>> BEGIN Supplied text

Maybe that’s a purer relation that you can watch the movies and re-listen to some of his radio and all that. But yeah, he was sort of cursed with that long life. But I don’t know. I watched this video of him. It was very touching. But last night, it was live. He died later that night. But he did this very elaborate, amazing card trick on the Murray Griffin Show. He was a guest on the show. A very elaborate card trick, where it was like, “Wow, how did he do that?” Even magicians were like, “I don’t know how he did that.”

He was kind of wowing them until the end. He was put on Earth to wow us. And he did it in every way he could: radio, film, I think in person. He was the greatest dinner companion ever, apparently. He told stories, little magic tricks. He’s the kind of guy who would go to a Hollywood party with a rabbit down his pantleg. So two hours in, he could pull a rabbit out and amaze everybody.

(Q): That comes across in the film. He’s just not going to be boring.

(Richard Linklater): Yeah. No, no. I think, and people say, “Oh he seems like an egomaniac who comes off as a jerk.” And I’m like, “No, no. He must have been really fun to be around.” If you could find yourself a place in his world, clearly he’s the boss. Clearly, he’s the genius in the room. So you look at guys like Joe Cotton who had this long career.

They were friends for life, and Cotton was in a lot of his movies and they remained friends and he found his place in Welles’ universe. So that’s how it is sometimes. I’ve been around people like that, and if you can accept your rather subservient position in their world, I can be fun, but that’s a choice you have to make. Zac Efron’s character in this, he’s 17. He doesn’t quite know that. Even though people warn him not to criticize Welles and he’s the boss, don’t contradict him, he sort of does that out of his own emotional state because he’s in love with Claire’s character. So you see him kind of misstep there fatally, painfully.

(Q): It might have just been Orson Welles’ pajamas at one point.

(Richard Linklater): Yeah, yeah. In the book, it starts, “This is the start of the week in my life where I make my Broadway debut, fell in love, fell out of love, and slept in Orson Welles’ pajamas.” We don’t have voiceover in the movie. Just a little in the trailer, but it’s a funny line.

>> END Supplied text

**Problem 1**
Return everything in the interview from "(Richard Linklater): Yeah." down to "this long career.", word for word.
The interview and the entries that come next have nothing to do with each other.

>> BEGIN Information given

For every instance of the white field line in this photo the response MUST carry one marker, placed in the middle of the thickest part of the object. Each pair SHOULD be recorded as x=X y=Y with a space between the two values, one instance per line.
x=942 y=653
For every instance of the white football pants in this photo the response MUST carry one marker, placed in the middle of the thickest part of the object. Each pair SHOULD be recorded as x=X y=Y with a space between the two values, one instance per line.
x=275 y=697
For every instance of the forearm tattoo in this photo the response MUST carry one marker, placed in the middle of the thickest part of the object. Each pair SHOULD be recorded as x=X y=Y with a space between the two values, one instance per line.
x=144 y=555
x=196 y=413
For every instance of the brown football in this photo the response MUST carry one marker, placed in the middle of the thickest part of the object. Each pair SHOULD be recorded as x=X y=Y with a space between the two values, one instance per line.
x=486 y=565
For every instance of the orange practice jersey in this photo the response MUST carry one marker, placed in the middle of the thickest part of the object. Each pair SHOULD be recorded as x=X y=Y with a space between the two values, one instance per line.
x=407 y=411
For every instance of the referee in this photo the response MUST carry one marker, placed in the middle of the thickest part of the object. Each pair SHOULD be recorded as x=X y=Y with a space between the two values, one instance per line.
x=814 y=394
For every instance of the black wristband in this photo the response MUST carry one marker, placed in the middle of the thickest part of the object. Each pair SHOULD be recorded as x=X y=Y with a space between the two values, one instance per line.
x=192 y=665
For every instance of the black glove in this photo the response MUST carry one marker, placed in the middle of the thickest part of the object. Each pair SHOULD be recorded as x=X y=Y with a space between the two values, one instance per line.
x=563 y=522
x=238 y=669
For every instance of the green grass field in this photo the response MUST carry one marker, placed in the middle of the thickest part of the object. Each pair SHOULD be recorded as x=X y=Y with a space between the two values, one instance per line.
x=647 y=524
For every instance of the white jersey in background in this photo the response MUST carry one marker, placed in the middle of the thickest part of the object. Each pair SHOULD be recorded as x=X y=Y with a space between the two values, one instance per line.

>> END Information given

**Problem 2**
In the entries above, add 127 to every coordinate value from the line containing "For every instance of the forearm" down to the line containing "x=192 y=665". Reproduce each of those lines in full, with its wording unchanged.

**Full output 1**
(Richard Linklater): Yeah. No, no. I think, and people say, “Oh he seems like an egomaniac who comes off as a jerk.” And I’m like, “No, no. He must have been really fun to be around.” If you could find yourself a place in his world, clearly he’s the boss. Clearly, he’s the genius in the room. So you look at guys like Joe Cotton who had this long career.

**Full output 2**
For every instance of the forearm tattoo in this photo the response MUST carry one marker, placed in the middle of the thickest part of the object. Each pair SHOULD be recorded as x=X y=Y with a space between the two values, one instance per line.
x=271 y=682
x=323 y=540
For every instance of the brown football in this photo the response MUST carry one marker, placed in the middle of the thickest part of the object. Each pair SHOULD be recorded as x=X y=Y with a space between the two values, one instance per line.
x=613 y=692
For every instance of the orange practice jersey in this photo the response MUST carry one marker, placed in the middle of the thickest part of the object. Each pair SHOULD be recorded as x=X y=Y with a space between the two values, one instance per line.
x=534 y=538
For every instance of the referee in this photo the response MUST carry one marker, placed in the middle of the thickest part of the object. Each pair SHOULD be recorded as x=X y=Y with a space between the two values, one instance per line.
x=941 y=521
For every instance of the black wristband in this photo the response MUST carry one marker, placed in the middle of the thickest part of the object. Each pair SHOULD be recorded as x=X y=Y with a space between the two values, one instance per line.
x=319 y=792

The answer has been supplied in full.